▶ Exercise goal: Write out the entries exactly, pictures excluded.

══ Data provided ══

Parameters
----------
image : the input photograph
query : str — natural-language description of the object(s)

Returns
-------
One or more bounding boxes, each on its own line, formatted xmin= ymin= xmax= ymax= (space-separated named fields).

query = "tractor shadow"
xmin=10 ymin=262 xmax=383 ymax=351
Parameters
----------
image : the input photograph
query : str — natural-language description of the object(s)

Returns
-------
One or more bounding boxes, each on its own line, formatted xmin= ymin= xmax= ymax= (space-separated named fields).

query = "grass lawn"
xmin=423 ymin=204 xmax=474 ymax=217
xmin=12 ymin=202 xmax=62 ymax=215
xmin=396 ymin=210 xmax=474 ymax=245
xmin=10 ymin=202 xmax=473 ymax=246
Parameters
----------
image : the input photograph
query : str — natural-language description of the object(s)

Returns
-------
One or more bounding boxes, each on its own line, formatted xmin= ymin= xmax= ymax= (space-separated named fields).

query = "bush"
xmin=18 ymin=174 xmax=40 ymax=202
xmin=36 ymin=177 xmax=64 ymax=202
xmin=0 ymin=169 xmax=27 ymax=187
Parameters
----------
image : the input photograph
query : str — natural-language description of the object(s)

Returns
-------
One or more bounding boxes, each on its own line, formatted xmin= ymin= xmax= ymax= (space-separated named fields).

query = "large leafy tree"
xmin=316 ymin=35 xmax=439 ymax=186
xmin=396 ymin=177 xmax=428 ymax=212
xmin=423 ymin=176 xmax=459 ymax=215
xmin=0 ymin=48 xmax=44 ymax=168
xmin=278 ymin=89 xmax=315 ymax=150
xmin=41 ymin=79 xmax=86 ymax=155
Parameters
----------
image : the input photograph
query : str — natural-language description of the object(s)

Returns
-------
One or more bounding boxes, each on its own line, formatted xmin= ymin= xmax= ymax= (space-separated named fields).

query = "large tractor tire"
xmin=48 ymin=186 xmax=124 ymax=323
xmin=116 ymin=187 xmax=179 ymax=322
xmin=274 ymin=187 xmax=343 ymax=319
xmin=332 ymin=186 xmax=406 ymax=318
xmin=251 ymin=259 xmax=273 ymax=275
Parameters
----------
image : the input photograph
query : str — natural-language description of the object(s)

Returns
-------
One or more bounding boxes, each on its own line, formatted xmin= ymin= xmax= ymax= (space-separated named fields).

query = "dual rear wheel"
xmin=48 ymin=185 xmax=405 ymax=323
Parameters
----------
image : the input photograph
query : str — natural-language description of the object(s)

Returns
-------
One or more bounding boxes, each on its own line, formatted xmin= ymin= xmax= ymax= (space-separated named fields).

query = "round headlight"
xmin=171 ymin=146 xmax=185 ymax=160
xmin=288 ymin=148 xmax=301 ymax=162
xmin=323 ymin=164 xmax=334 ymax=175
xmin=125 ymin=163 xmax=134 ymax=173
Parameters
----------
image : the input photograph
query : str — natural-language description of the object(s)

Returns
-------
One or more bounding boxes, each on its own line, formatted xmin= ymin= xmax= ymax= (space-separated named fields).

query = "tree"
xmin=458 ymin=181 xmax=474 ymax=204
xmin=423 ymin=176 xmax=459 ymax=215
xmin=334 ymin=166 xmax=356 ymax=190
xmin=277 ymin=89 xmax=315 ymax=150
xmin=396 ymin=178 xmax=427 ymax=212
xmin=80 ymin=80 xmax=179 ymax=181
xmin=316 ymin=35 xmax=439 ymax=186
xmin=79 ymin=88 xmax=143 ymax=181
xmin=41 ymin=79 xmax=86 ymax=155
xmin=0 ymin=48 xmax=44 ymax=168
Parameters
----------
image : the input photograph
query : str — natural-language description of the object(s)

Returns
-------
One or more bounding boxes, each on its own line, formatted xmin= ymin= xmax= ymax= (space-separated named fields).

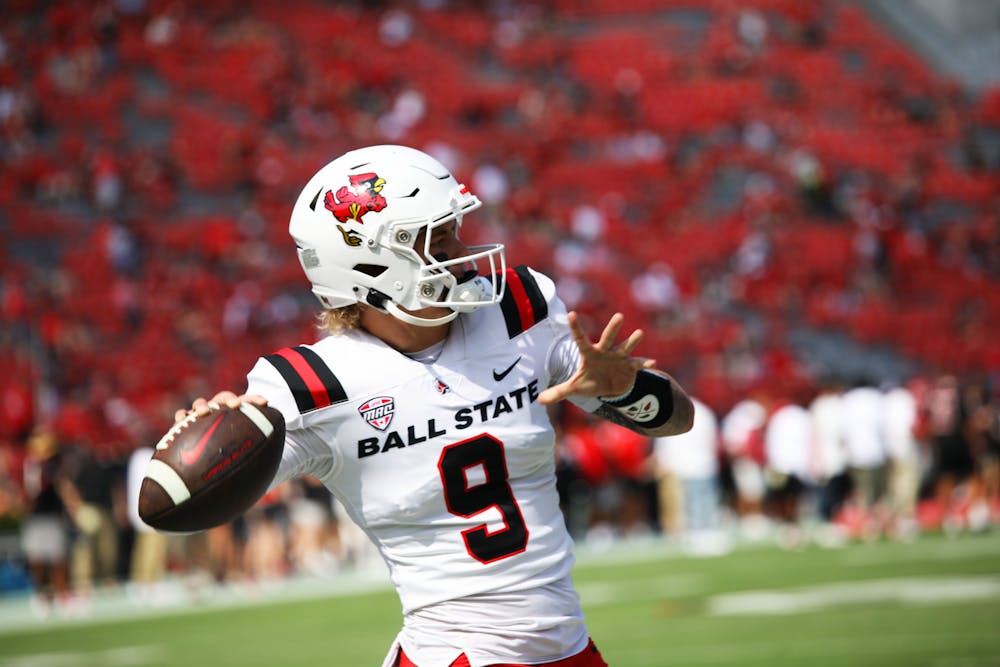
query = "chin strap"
xmin=384 ymin=302 xmax=459 ymax=327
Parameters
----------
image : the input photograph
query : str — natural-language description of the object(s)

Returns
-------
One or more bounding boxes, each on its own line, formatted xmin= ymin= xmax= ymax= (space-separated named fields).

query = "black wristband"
xmin=600 ymin=370 xmax=675 ymax=429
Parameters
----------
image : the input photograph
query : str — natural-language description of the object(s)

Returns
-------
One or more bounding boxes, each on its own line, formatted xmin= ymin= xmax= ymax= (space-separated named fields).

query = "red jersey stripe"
xmin=505 ymin=268 xmax=535 ymax=333
xmin=275 ymin=347 xmax=332 ymax=410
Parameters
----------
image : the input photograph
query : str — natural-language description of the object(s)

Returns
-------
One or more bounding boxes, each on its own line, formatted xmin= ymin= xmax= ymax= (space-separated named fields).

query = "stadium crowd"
xmin=0 ymin=0 xmax=998 ymax=612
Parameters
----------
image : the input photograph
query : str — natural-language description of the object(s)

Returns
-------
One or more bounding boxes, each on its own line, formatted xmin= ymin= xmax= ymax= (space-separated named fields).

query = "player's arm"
xmin=539 ymin=311 xmax=694 ymax=438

═══

▶ Task answer:
Parameters
----------
image : the input photograph
query : str — natural-language description of the object(s)

Returns
-------
One or more bounding boxes, each on its own line, formatted xmin= ymin= xmax= ymax= (space-separated named fields).

query = "tractor shadow"
xmin=10 ymin=262 xmax=383 ymax=351
Parameters
----------
image : the input photograph
query : str — natural-language description of the object(s)

Returns
-------
One or more bounding boxes, each on its own line, formatted xmin= ymin= xmax= ymax= (space-separated named fields).

query = "grass lawn"
xmin=423 ymin=204 xmax=474 ymax=217
xmin=12 ymin=202 xmax=62 ymax=215
xmin=396 ymin=210 xmax=474 ymax=245
xmin=10 ymin=202 xmax=473 ymax=246
Parameters
----------
image : the input photograph
query : str — natural-language description of the object(s)

Returns
-------
One or more bounding boxes, each on its own line, formatted xmin= ymin= xmax= ymax= (space-separated named fields).

query = "bush"
xmin=18 ymin=174 xmax=40 ymax=202
xmin=36 ymin=177 xmax=64 ymax=202
xmin=0 ymin=169 xmax=27 ymax=187
Parameters
----------
image : the input photograph
query : str — natural-language description of the object(s)

Returns
-------
One or more bounding boxes, each on its own line, formatted xmin= ymin= xmax= ymax= (space-separated named fields).

query = "large leafy tree"
xmin=316 ymin=35 xmax=439 ymax=186
xmin=396 ymin=177 xmax=428 ymax=212
xmin=423 ymin=176 xmax=459 ymax=215
xmin=0 ymin=48 xmax=44 ymax=168
xmin=278 ymin=89 xmax=315 ymax=150
xmin=41 ymin=79 xmax=86 ymax=155
Parameters
----------
image : the input photograph
query : str — natural-language description of the object(s)

Returns
-------
One or more bounding boxes, each on its own line, formatted xmin= ymin= xmax= ymax= (space-separated named fields).

query = "large tractor tire"
xmin=48 ymin=186 xmax=124 ymax=323
xmin=116 ymin=187 xmax=179 ymax=322
xmin=274 ymin=187 xmax=343 ymax=319
xmin=332 ymin=186 xmax=406 ymax=318
xmin=251 ymin=259 xmax=273 ymax=275
Parameters
----------
image : the input photograph
query : str — natural-language description of the object(s)

Returns
-------
One or more bounding boxes, each on its own line, formatted xmin= ymin= xmax= ymax= (space-separated named fields).

query = "dual rear wheel"
xmin=48 ymin=185 xmax=405 ymax=323
Parameters
----------
image : the input photograph
query : str — natural-language description of the object(s)

Returns
-------
One or more bounding boxes, each on its own line, formatted xmin= ymin= xmax= ymax= (space-separated named fields).

query = "round headlight"
xmin=171 ymin=146 xmax=185 ymax=160
xmin=288 ymin=148 xmax=301 ymax=162
xmin=323 ymin=164 xmax=334 ymax=175
xmin=125 ymin=163 xmax=134 ymax=173
Parameters
----------
image : the input photograph
query : str — natural-language description of the object(s)

Returns
-------
One or more bounding boxes, each on its own line, formatted xmin= ymin= xmax= ymax= (space-separated named fields).

query = "tree"
xmin=458 ymin=181 xmax=474 ymax=204
xmin=423 ymin=176 xmax=459 ymax=215
xmin=334 ymin=166 xmax=356 ymax=190
xmin=277 ymin=89 xmax=315 ymax=150
xmin=396 ymin=178 xmax=427 ymax=212
xmin=80 ymin=80 xmax=179 ymax=181
xmin=316 ymin=35 xmax=439 ymax=186
xmin=79 ymin=88 xmax=143 ymax=181
xmin=41 ymin=79 xmax=86 ymax=155
xmin=0 ymin=48 xmax=44 ymax=168
Parameters
----------
image : the input photograph
query : str — natural-language description of the object(s)

Returns
-------
One or more bounding boxes, each on its own line, formatted xmin= ymin= xmax= ymax= (space-separated named fields).

query = "chin strap"
xmin=384 ymin=302 xmax=459 ymax=327
Parameters
----------
image : the input photograph
query : str — natural-language description of the object(s)

Returns
-------
One or more bounding boxes, each on its own line, formatted xmin= ymin= xmax= ymax= (space-separated named fields).

query = "black wristband"
xmin=600 ymin=370 xmax=675 ymax=429
Parameters
----------
image : the input photograph
query : str — natural-language description of the object(s)

Returns
-------
One or more bounding boxes, each on its own line, formatted xmin= ymin= xmax= ymax= (space-separated named fields).

query = "red jersey stripe"
xmin=505 ymin=268 xmax=535 ymax=333
xmin=275 ymin=347 xmax=332 ymax=410
Parameters
----------
image : the input photograph
query : str — natural-language description of the object(s)

Returns
-------
One or more bounding boxes, each on its own line, formatted xmin= ymin= xmax= ymax= (space-separated named fields).

query = "stadium crowd"
xmin=0 ymin=0 xmax=998 ymax=612
Parameters
----------
image : the input photograph
query : str — natural-language description of the object(s)

Returns
-------
One or more bounding boxes, each on its own line, formatted xmin= ymin= xmax= ymax= (space-separated named fields).

query = "player's arm"
xmin=539 ymin=311 xmax=694 ymax=438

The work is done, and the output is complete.